> _Data in this exercise_:
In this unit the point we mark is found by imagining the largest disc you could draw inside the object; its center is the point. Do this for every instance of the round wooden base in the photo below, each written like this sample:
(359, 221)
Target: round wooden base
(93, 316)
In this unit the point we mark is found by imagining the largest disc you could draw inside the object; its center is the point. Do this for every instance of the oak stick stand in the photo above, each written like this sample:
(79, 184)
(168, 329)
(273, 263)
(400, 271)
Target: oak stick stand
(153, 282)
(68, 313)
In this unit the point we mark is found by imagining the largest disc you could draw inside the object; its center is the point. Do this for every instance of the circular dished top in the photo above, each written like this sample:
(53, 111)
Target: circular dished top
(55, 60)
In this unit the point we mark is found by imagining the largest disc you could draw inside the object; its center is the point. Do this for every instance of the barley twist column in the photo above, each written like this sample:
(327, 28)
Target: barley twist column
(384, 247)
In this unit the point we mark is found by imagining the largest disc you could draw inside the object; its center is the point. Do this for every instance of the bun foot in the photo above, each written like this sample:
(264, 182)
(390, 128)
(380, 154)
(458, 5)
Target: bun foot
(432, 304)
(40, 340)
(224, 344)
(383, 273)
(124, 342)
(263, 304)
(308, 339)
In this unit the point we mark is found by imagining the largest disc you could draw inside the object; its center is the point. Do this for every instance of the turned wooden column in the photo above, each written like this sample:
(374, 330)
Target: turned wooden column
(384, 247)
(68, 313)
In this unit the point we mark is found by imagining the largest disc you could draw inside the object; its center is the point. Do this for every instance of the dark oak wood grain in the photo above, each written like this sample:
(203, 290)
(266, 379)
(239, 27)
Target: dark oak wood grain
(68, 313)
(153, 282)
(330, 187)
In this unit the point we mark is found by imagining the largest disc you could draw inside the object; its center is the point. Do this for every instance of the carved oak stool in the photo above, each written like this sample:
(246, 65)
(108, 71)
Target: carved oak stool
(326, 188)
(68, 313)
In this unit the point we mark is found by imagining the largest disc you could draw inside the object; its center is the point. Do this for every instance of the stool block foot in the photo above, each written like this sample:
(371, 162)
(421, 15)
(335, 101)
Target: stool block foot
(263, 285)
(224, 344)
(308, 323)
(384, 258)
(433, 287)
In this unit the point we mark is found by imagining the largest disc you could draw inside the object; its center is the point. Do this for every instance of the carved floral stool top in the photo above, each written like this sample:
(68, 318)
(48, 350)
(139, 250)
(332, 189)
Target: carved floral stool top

> _Brief_:
Copy the data word for word, starting at the line that contains "the carved floral" and stopping after the last line of the data.

> _Completed exercise_:
In this unit the point we mark is found by imagining the largest disc you could draw inside the object; its center is the point. Do this for every instance of the carved floral stool top in the photo above, each written like this sample:
(68, 318)
(48, 350)
(139, 250)
(332, 189)
Target: carved floral stool top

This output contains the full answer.